**EXERCISE PROMPT**: Print all of the material below line for line, without changing a single character.
--- start EXTRACTED RECORDS ---
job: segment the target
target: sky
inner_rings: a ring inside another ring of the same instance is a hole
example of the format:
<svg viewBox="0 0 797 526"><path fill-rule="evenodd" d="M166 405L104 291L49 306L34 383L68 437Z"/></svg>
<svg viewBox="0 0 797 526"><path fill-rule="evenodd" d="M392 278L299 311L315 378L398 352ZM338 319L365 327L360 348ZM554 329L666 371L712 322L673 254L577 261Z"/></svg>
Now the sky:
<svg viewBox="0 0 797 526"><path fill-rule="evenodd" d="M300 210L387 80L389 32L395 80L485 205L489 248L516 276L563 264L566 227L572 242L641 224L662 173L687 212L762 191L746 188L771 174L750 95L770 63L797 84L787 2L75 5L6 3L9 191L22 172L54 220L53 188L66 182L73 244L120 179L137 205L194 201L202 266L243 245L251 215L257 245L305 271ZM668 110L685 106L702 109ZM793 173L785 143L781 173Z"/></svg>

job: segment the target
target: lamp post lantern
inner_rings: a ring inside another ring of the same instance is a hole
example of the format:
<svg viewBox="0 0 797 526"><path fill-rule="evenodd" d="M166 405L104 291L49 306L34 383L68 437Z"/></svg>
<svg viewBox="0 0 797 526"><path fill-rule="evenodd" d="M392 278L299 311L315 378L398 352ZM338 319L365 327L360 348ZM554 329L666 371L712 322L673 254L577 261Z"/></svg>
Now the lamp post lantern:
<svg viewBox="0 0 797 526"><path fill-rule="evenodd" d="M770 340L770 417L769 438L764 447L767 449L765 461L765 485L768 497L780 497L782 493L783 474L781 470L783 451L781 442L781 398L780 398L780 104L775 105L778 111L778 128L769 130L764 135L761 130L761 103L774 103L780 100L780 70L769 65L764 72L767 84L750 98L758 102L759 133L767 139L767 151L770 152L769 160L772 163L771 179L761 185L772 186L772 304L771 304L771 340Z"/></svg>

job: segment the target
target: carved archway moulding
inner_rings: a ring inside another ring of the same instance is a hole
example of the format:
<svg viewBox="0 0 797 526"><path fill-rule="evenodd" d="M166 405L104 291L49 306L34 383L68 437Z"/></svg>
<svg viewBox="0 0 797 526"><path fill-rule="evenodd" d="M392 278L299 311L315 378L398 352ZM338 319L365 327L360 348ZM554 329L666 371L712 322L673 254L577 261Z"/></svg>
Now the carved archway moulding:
--- end EXTRACTED RECORDS ---
**TASK RESPONSE**:
job: segment the target
target: sky
inner_rings: a ring inside another ring of the same instance is a hole
example of the format:
<svg viewBox="0 0 797 526"><path fill-rule="evenodd" d="M166 405L104 291L49 306L34 383L68 437Z"/></svg>
<svg viewBox="0 0 797 526"><path fill-rule="evenodd" d="M392 278L299 311L315 378L398 352ZM338 319L365 327L360 348ZM554 329L666 371L712 322L673 254L577 261Z"/></svg>
Now the sky:
<svg viewBox="0 0 797 526"><path fill-rule="evenodd" d="M300 210L387 80L389 32L395 80L485 205L489 248L516 276L563 264L566 227L572 242L641 224L662 173L687 212L762 191L746 188L771 174L750 95L770 63L797 84L787 2L75 5L6 3L9 191L22 172L54 220L53 188L66 182L73 244L120 179L137 205L194 201L202 266L243 245L251 215L257 245L305 271ZM668 110L685 106L702 109ZM793 173L785 143L781 173Z"/></svg>

job: segment the target
target: lamp post lantern
inner_rings: a ring inside another ring of the same instance is a hole
example of the format:
<svg viewBox="0 0 797 526"><path fill-rule="evenodd" d="M166 405L104 291L49 306L34 383L68 437Z"/></svg>
<svg viewBox="0 0 797 526"><path fill-rule="evenodd" d="M392 278L299 311L315 378L398 352ZM338 319L365 327L360 348ZM554 329L666 371L712 322L673 254L577 261Z"/></svg>
Now the lamp post lantern:
<svg viewBox="0 0 797 526"><path fill-rule="evenodd" d="M770 340L770 417L769 438L764 447L767 449L765 461L765 485L768 497L780 497L782 493L783 474L781 470L783 451L781 442L781 398L780 398L780 104L775 105L778 111L778 128L769 130L764 135L761 130L761 103L774 103L780 100L780 70L769 65L764 72L767 84L750 98L758 102L759 133L767 139L767 151L770 152L769 160L772 163L771 179L761 185L772 186L772 304L771 304L771 340Z"/></svg>

job: segment the target
target: carved archway moulding
inner_rings: a ring inside another ring of the same instance is a hole
example of the format:
<svg viewBox="0 0 797 526"><path fill-rule="evenodd" d="M166 405L104 291L49 306L34 383L68 437Z"/></svg>
<svg viewBox="0 0 797 526"><path fill-rule="evenodd" d="M392 278L299 311L315 378L398 352ZM338 319L365 327L360 348ZM554 329L666 371L712 322L673 254L577 261Z"/></svg>
Now the carved archway moulding:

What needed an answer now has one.